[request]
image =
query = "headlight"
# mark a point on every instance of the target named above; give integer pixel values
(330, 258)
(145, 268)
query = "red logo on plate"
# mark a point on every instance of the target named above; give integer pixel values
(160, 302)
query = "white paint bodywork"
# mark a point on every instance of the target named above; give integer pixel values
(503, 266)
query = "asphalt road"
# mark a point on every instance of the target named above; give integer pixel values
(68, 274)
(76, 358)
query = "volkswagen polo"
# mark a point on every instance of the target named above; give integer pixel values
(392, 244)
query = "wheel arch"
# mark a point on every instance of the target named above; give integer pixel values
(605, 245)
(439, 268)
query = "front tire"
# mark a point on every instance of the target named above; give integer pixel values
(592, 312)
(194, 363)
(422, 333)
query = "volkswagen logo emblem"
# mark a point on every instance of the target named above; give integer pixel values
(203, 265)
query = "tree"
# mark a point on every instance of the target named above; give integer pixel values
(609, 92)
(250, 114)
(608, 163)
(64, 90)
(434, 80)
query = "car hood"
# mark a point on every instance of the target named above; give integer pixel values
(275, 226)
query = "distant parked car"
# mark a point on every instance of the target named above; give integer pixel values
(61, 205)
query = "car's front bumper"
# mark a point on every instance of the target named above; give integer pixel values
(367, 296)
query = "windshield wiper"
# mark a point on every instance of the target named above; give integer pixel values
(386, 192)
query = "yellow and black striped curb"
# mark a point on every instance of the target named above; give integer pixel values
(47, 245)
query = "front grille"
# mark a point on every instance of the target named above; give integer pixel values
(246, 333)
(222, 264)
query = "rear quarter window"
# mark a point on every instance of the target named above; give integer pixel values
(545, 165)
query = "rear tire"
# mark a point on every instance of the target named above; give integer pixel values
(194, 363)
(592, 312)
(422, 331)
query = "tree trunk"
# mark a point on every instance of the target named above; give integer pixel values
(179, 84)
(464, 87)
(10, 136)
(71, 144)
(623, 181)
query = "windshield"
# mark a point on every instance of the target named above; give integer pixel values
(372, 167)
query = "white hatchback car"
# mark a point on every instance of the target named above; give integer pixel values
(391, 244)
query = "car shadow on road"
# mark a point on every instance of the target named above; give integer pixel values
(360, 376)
============
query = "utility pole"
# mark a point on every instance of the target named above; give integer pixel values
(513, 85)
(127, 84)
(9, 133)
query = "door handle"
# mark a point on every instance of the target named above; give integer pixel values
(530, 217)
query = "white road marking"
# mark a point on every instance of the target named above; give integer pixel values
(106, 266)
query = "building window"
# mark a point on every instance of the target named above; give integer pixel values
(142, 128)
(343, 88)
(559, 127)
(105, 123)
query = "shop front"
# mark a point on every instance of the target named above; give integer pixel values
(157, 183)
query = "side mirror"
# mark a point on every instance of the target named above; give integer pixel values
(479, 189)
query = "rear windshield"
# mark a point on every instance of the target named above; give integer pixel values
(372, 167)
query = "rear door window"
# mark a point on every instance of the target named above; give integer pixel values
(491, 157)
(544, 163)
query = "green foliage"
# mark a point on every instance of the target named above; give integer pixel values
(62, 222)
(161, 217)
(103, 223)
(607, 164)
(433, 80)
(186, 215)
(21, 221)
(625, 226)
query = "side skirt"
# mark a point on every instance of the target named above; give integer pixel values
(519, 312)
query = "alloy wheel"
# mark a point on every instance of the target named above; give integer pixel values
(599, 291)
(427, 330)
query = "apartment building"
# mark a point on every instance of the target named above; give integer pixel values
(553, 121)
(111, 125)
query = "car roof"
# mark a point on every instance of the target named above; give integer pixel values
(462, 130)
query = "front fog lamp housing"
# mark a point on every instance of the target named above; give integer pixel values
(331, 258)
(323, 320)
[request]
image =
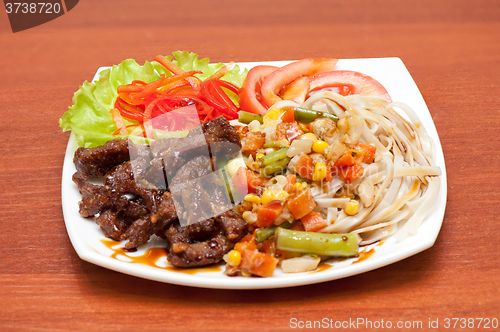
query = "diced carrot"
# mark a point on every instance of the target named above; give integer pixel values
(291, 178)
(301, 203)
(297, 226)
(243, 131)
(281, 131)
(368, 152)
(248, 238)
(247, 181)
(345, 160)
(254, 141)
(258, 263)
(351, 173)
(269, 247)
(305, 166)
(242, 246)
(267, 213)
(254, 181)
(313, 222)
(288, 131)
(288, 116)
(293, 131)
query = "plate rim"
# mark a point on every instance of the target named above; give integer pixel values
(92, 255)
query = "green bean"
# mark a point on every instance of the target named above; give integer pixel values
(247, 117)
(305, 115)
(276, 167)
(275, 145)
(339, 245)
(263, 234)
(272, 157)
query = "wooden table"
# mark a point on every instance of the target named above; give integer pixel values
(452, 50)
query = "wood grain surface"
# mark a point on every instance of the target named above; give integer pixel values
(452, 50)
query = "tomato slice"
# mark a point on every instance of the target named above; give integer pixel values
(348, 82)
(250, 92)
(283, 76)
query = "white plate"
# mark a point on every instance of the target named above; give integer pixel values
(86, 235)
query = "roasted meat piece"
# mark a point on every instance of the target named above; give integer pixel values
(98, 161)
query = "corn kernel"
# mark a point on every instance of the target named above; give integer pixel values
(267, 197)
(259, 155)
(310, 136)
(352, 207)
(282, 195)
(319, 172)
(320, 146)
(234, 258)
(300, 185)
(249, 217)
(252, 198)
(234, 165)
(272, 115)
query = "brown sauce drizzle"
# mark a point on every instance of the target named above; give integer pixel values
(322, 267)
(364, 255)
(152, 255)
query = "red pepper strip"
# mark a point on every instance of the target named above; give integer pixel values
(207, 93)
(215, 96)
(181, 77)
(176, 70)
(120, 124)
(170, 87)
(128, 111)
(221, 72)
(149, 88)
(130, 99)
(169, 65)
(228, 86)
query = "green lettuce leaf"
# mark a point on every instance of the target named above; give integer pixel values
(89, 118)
============
__Given instruction__.
Find every line above that contains the string "windshield" and copy each one out in full. Case counts.

__Task solution__.
query = "windshield wiper"
query = "windshield"
query = "rear windshield"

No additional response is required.